[Tagdb] Tagging multiple classes of things

Erik Hatcher esh6h at virginia.edu
Thu Mar 9 08:46:31 GMT 2006


On Mar 8, 2006, at 10:21 PM, Colin Viebrock wrote:
> I'm not familiar with anything other than RDBMS ... what would you  
> suggest?

Knowing Otis' (and my) biases, he's implying that an inverted index  
(aka Lucene) is perhaps the best tool for dealing with tags.

I'm doing a something similar - a tagging system for 19th century  
literature objects.  I'm using Lucene as well as Kowari, no RDBMS in  
the picture.

	Erik




>
> - Colin
>
>
> On 8-Mar-06, at 4:21 PM, <ogjunk-tagdb at yahoo.com> wrote:
>
>> Copy/paste tagdb at lists.tagschema.com into "To". :)
>> Late reply.
>> As you can see from replies so far, there are lots of ways you can  
>> go about it.  I'd add this: is RDBMS really the best tool for what  
>> you want to do? :)
>>
>> Otis
>> -- 
>> Simpy -- http://www.simpy.com/ -- Tag.  Search.  Share.
>>
>> ----- Original Message ----
>> From: Colin Viebrock <cviebrock at tucows.com>
>> To: tagdb at lists.tagschema.com
>> Sent: Friday, March 3, 2006 5:25:12 PM
>> Subject: [Tagdb] Tagging multiple classes of things
>>
>> I'm looking for some technical suggestions on how to accomplish the
>> following:
>>
>> Say I was running a magazine for DIY-ers.  I have several database
>> tables (MySQL, but that shouldn't matter), one for each of the
>> following:
>>
>>     - articles
>>     - sponsors
>>     - products
>>
>> Each table has an ID column, which is unique to that table, and other
>> relevant columns (e.g. articles.title, sponsors.name,
>> products.featurelist, etc.).
━━━━━━
* _Exercise brief_
Summarize the mailing-list thread above in three sentences.

* _Entries provided_
━━━━━━
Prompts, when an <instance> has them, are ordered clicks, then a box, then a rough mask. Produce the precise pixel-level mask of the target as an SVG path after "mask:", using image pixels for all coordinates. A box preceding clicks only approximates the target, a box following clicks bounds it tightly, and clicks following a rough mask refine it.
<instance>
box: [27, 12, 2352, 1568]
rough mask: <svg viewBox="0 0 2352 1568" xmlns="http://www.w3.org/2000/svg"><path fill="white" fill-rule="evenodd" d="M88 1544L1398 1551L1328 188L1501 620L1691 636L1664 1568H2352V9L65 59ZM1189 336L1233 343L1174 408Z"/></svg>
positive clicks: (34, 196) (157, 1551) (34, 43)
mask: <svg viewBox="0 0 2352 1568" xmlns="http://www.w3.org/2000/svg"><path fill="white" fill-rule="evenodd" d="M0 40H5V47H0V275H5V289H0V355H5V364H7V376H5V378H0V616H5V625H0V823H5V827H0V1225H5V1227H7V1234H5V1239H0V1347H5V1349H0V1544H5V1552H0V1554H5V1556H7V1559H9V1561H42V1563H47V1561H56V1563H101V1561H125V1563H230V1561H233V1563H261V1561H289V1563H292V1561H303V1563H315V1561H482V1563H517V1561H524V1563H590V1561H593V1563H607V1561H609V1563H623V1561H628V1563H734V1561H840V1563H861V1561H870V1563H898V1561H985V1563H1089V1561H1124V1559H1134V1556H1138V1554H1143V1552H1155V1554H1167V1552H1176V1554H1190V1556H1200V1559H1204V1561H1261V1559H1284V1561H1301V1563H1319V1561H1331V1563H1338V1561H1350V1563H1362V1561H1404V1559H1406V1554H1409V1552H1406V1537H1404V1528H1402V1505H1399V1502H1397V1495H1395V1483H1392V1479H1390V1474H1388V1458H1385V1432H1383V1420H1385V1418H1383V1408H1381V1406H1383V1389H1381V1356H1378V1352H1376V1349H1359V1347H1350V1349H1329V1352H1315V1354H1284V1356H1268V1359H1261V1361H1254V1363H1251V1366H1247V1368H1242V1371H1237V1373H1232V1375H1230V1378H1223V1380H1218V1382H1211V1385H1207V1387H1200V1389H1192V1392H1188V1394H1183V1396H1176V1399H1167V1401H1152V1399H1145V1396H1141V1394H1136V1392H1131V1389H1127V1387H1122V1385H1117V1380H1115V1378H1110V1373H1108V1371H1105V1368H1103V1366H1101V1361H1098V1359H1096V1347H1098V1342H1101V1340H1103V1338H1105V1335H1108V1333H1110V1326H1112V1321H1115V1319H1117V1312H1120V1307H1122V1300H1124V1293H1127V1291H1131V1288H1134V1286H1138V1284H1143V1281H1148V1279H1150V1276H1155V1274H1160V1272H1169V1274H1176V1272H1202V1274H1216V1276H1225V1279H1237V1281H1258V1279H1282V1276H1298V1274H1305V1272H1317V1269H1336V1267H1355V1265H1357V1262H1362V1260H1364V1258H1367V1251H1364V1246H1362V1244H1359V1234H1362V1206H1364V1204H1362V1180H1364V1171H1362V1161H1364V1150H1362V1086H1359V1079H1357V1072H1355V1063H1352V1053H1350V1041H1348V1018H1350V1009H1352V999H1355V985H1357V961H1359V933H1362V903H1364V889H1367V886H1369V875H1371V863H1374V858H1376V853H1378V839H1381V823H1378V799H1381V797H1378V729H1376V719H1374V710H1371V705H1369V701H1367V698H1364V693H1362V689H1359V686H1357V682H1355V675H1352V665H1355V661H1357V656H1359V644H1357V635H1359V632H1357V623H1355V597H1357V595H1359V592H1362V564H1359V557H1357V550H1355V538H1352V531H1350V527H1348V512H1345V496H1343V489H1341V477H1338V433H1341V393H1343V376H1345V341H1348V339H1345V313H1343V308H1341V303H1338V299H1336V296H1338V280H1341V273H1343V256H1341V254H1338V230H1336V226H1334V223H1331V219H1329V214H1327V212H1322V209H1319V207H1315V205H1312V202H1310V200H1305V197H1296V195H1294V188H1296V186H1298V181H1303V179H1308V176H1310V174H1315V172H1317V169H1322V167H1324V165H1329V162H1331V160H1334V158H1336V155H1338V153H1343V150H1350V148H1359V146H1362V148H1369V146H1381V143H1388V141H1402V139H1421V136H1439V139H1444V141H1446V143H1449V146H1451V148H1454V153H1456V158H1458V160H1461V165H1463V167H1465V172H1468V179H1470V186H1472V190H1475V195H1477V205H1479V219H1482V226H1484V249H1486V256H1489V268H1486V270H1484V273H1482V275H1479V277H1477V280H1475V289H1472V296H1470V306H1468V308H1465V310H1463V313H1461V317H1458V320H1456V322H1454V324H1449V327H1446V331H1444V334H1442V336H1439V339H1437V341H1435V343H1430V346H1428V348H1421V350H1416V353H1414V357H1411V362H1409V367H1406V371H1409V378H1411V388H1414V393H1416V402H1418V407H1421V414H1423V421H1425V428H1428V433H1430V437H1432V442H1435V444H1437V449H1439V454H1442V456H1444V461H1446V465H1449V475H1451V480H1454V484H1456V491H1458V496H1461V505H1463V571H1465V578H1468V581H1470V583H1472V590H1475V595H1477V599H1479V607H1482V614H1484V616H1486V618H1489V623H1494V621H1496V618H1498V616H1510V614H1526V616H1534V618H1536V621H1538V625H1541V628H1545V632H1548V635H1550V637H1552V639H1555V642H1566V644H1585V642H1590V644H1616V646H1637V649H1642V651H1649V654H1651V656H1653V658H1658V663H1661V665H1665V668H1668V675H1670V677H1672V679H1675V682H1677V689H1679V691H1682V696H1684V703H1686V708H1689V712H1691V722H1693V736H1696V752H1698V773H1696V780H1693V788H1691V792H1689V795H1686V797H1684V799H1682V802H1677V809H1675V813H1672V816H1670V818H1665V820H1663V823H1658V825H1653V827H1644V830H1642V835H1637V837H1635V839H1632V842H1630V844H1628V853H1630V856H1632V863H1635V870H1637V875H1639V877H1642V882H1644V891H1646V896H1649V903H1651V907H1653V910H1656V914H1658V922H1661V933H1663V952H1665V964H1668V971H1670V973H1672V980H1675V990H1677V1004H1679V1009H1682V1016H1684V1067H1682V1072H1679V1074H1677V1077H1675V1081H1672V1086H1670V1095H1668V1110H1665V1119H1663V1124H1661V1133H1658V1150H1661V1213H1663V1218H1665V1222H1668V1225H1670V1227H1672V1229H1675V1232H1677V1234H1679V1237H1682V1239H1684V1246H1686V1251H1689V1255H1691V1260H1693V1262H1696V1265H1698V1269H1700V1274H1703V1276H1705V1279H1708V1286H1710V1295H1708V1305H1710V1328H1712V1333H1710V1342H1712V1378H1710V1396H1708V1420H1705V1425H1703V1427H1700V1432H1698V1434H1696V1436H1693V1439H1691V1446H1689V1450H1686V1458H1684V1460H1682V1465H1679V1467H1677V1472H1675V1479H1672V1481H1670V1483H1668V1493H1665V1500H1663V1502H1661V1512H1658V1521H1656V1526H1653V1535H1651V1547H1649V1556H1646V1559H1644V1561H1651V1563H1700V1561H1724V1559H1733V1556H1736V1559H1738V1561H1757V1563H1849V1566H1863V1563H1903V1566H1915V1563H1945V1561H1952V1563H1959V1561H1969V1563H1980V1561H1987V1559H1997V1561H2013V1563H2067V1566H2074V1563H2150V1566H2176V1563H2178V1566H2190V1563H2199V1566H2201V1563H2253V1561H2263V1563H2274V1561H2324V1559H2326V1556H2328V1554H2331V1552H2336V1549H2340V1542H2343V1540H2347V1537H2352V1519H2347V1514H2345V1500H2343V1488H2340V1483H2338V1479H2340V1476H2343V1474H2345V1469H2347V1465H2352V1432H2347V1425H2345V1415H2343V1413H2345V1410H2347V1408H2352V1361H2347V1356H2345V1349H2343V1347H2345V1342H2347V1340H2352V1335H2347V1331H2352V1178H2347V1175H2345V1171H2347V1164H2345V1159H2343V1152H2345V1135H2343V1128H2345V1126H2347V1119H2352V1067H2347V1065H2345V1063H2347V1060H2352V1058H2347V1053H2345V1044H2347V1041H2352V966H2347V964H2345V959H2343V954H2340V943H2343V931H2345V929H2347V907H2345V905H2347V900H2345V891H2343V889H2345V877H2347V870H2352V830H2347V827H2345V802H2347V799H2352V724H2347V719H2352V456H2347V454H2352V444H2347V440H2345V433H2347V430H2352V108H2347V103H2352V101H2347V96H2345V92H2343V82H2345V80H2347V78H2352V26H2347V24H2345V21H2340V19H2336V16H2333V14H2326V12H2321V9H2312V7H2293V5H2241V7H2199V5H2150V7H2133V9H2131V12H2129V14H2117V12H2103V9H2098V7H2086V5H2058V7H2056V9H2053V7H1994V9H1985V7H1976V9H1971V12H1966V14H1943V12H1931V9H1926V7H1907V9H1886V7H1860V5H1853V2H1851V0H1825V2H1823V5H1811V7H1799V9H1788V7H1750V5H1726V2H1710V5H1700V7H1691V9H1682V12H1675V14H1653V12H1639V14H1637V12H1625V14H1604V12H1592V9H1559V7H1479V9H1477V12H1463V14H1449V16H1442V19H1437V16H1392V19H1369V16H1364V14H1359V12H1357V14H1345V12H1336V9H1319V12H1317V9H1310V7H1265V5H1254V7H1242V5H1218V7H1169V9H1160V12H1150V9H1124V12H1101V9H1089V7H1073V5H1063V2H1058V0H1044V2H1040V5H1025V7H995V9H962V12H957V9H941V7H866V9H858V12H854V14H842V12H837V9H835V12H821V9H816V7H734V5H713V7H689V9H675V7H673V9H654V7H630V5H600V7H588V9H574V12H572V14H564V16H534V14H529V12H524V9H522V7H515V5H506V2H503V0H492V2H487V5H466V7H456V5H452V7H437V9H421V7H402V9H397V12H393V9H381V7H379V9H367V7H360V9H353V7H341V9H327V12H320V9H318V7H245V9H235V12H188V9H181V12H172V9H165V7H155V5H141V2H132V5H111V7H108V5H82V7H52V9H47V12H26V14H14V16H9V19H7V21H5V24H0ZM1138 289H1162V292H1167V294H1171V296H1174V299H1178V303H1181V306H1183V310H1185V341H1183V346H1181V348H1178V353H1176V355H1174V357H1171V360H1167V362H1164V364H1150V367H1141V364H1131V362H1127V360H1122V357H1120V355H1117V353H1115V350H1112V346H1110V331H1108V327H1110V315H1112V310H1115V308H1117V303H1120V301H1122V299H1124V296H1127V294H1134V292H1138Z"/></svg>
━━━━━━
* _Written response_
Colin Viebrock asks for technical suggestions on tagging several classes of things, using the example of a DIY magazine with separate database tables for articles, sponsors and products, each with its own ID column. Otis asks whether an RDBMS is really the best tool for this, and Colin replies that he knows nothing other than RDBMS and asks what Otis would suggest. Erik Hatcher explains that Otis is hinting that an inverted index such as Lucene may be the best tool for tags, and adds that his own tagging system for 19th century literature objects uses Lucene and Kowari with no RDBMS.